Work instruction :: Return the full listing below, unchanged.

---------------

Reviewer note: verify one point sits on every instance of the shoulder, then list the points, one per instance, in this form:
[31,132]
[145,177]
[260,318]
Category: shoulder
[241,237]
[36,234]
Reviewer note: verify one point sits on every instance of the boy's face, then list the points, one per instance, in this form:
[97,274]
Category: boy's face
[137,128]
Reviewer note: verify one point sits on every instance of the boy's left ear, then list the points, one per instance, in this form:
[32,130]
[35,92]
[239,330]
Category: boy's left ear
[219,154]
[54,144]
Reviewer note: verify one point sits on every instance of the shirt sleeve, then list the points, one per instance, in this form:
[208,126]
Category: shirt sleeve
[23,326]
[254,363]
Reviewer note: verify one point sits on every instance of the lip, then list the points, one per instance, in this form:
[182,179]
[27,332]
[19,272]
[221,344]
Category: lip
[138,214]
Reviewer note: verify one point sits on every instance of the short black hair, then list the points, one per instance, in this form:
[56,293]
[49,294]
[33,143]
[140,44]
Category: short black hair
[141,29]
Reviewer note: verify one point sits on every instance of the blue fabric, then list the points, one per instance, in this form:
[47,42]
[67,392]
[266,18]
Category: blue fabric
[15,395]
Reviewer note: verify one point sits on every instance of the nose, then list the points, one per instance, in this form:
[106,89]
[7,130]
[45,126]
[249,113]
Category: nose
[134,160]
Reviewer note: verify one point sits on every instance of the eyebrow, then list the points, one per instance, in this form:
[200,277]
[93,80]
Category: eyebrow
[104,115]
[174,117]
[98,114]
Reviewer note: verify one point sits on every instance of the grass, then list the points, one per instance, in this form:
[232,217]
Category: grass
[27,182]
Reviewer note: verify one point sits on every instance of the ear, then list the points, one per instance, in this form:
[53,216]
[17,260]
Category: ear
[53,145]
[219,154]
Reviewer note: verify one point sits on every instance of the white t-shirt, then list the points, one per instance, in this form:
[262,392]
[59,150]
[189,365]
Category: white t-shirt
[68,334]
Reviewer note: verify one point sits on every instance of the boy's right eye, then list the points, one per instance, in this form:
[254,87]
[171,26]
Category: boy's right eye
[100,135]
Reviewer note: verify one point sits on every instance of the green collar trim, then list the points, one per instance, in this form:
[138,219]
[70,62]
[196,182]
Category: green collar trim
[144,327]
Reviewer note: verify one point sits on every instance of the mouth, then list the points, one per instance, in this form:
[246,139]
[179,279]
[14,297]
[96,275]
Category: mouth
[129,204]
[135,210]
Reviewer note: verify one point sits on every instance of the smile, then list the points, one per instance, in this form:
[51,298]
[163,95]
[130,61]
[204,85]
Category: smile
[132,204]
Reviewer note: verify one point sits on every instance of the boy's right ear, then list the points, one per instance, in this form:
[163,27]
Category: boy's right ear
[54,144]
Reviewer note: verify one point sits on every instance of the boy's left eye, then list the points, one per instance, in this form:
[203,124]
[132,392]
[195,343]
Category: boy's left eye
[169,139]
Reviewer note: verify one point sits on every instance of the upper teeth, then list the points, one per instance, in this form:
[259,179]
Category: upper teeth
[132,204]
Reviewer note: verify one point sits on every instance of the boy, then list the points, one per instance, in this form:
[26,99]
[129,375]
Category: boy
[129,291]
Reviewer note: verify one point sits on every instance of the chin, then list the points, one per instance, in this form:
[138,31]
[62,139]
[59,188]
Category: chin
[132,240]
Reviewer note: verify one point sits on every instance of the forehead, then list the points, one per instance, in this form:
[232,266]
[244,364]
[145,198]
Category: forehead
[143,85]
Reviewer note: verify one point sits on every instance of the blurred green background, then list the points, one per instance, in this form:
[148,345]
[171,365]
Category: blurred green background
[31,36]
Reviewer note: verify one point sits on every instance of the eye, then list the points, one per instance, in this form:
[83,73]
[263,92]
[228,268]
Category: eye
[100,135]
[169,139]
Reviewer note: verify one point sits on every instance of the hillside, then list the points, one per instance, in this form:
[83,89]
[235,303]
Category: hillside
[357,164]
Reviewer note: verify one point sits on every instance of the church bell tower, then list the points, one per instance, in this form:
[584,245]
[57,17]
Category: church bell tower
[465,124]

---------------

Problem solution ::
Reviewer note: verify one point sits on every instance of the shoulder, then list the points, one per instance, in this form:
[31,132]
[145,177]
[260,318]
Category: shoulder
[241,237]
[36,234]
Reviewer note: verify one point sits on every instance of the boy's face, then list the points, one per instance, in this form:
[97,274]
Category: boy's face
[137,128]
Reviewer note: verify one point sits on every instance of the boy's left ear, then list the points, one per instance, in this form:
[32,130]
[35,92]
[239,330]
Category: boy's left ear
[219,154]
[54,144]
Reviewer note: verify one point sits on every instance of the shirt sleeve, then list the points, one per instance, in this form:
[208,126]
Category: shirt sleeve
[23,326]
[254,363]
Reviewer note: verify one point sits on every instance of the lip, then list the points, one per instance, in this form:
[182,179]
[27,332]
[19,272]
[221,344]
Category: lip
[138,214]
Reviewer note: verify one point sits on every instance of the short black hair, then list the points, one per instance, in this form:
[56,293]
[49,294]
[33,143]
[140,44]
Category: short black hair
[141,29]
Reviewer note: verify one point sits on every instance of the blue fabric, then list the points, one per instance, in this form:
[47,42]
[67,392]
[266,18]
Category: blue fabric
[15,395]
Reviewer note: verify one point sits on every instance of the nose, then list the points, one per instance, in this form:
[106,89]
[7,130]
[45,126]
[249,113]
Category: nose
[134,160]
Reviewer note: verify one point sits on every instance of the eyebrow, then list the points, one per instance, in this form:
[200,277]
[93,80]
Category: eyebrow
[104,115]
[174,117]
[98,114]
Reviewer note: verify one point sits on every instance of the grass, then list the points, one per instance, in this form:
[232,217]
Category: grass
[27,182]
Reviewer note: verify one point sits on every instance of the ear, then list the points, one per instance, in this form:
[53,216]
[17,260]
Category: ear
[53,145]
[219,154]
Reviewer note: verify one point sits on every instance of the white t-shirt, then list the points, one per instance, in this form:
[262,392]
[59,150]
[189,365]
Category: white t-shirt
[68,334]
Reviewer note: verify one point sits on every instance of the boy's right eye, then list the points, one per instance, in this form:
[254,87]
[171,26]
Category: boy's right eye
[100,135]
Reviewer note: verify one point sits on every instance of the green collar trim, then list the points, one per instance, in this form:
[138,219]
[70,62]
[196,182]
Category: green collar trim
[144,327]
Reviewer note: verify one point sits on every instance of the mouth, then list the points, one per instance, in this form:
[246,139]
[179,279]
[14,297]
[96,275]
Category: mouth
[129,204]
[135,210]
Reviewer note: verify one point sits on every instance of the smile, then list the points, one per instance, in this form:
[51,298]
[163,95]
[130,61]
[204,85]
Category: smile
[132,204]
Reviewer note: verify one point sits on every instance of the boy's right ear, then list the points, one per instance, in this form:
[163,27]
Category: boy's right ear
[54,144]
Reviewer note: verify one point sits on every instance of the boy's left eye, then list the points, one per instance, in this form:
[203,124]
[132,392]
[195,343]
Category: boy's left eye
[169,139]
Reviewer note: verify one point sits on every instance of the upper teeth, then list the points, one per instance, in this form:
[259,179]
Category: upper teeth
[132,204]
Reviewer note: verify one point sits on every instance of the boy, then list the points, one per instance, in this form:
[26,99]
[129,375]
Category: boy
[129,291]
Reviewer note: verify one point sits on every instance of the chin, then list the points, one per instance, in this form:
[138,31]
[62,139]
[59,188]
Category: chin
[132,240]
Reviewer note: verify one point sits on every instance of the forehead, then list the points, one per instance, in this form:
[232,266]
[244,364]
[145,198]
Category: forehead
[143,85]
Reviewer note: verify one point sits on every instance of the blurred green background, then list the points, one per instance, in this form:
[148,345]
[171,365]
Category: blurred green background
[31,36]
Reviewer note: verify one point sits on every instance of the eye, then list the points, one per instance, in this form:
[83,73]
[263,92]
[228,268]
Category: eye
[100,135]
[169,139]
Reviewer note: verify one point sits on every instance of the hillside, then list the points, one per instance, in this form:
[83,89]
[235,303]
Category: hillside
[357,164]
Reviewer note: verify one point sits on every instance of the church bell tower, then list the points, one per instance, in this form:
[584,245]
[57,17]
Category: church bell tower
[465,124]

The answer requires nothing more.